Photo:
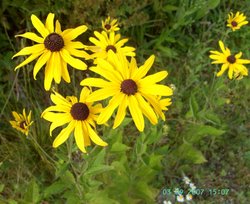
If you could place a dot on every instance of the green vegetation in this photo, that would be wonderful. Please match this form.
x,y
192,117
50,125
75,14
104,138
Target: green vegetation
x,y
205,135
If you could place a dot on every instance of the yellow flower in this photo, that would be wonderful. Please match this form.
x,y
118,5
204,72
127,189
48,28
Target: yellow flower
x,y
235,22
54,48
110,26
107,42
128,87
80,117
229,61
22,122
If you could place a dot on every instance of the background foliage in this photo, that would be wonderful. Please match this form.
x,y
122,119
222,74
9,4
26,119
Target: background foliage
x,y
206,135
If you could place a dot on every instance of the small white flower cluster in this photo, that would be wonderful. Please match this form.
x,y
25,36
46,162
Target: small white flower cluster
x,y
167,202
179,192
180,197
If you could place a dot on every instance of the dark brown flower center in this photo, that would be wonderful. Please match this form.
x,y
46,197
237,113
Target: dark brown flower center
x,y
111,47
107,26
22,124
129,87
234,23
79,111
54,42
231,59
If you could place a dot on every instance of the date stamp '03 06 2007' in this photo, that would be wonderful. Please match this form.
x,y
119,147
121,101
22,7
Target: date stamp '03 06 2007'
x,y
199,191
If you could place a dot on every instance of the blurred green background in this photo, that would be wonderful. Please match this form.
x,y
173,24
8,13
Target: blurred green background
x,y
205,135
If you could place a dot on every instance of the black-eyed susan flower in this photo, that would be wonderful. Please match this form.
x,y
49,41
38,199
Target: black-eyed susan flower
x,y
55,48
80,117
189,197
22,122
110,25
129,87
229,61
105,42
236,21
180,198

═══

● Task description: Write out every line of the listing exactly as written, and leave the pictures out.

● Result of the task:
Photo:
If you could place a dot on every instance of the green vegetation in this photo, that would be wonderful. Please match this form.
x,y
192,117
50,125
75,14
104,138
Target: green vegetation
x,y
205,135
If you could place a dot on every instance of the yellow flower in this photo, that would be wonderful. Please match this form.
x,y
118,5
204,72
127,189
48,28
Target: yellow flower
x,y
235,22
54,48
110,26
107,42
128,87
80,117
229,61
22,122
If you could place a dot on every instance of the background foliage in this photo, that would be wonderful. Please match this form.
x,y
122,119
222,74
9,4
26,119
Target: background foliage
x,y
206,135
If you could place a dot on every instance of the small white flower cluster in this photo, that would be wonderful. Please match this form.
x,y
25,36
46,162
Target: small white flower cluster
x,y
167,202
179,192
180,197
If you could place a dot on every instance of the dark brown flower center in this photo, that would be wonderful. Please match this form.
x,y
46,197
237,113
Target: dark brown flower center
x,y
111,47
107,26
22,124
129,87
234,23
79,111
54,42
231,59
If you could place a dot on every instance of the date stamp '03 06 2007' in this photo, that would be wonderful. Please match this form.
x,y
119,147
121,101
22,7
Target: date stamp '03 06 2007'
x,y
199,191
If you could place a dot on every instance of the blurred green background in this photo, that would be wonderful. Please match this form.
x,y
173,24
8,13
Target: blurred green background
x,y
205,135
If you could place a dot on every instance of the black-eyed susan flower in this photo, that would be wonderful. Please match this form.
x,y
49,41
38,199
Target: black-eyed susan flower
x,y
55,48
80,117
189,197
22,122
110,25
129,87
229,61
105,42
236,21
180,198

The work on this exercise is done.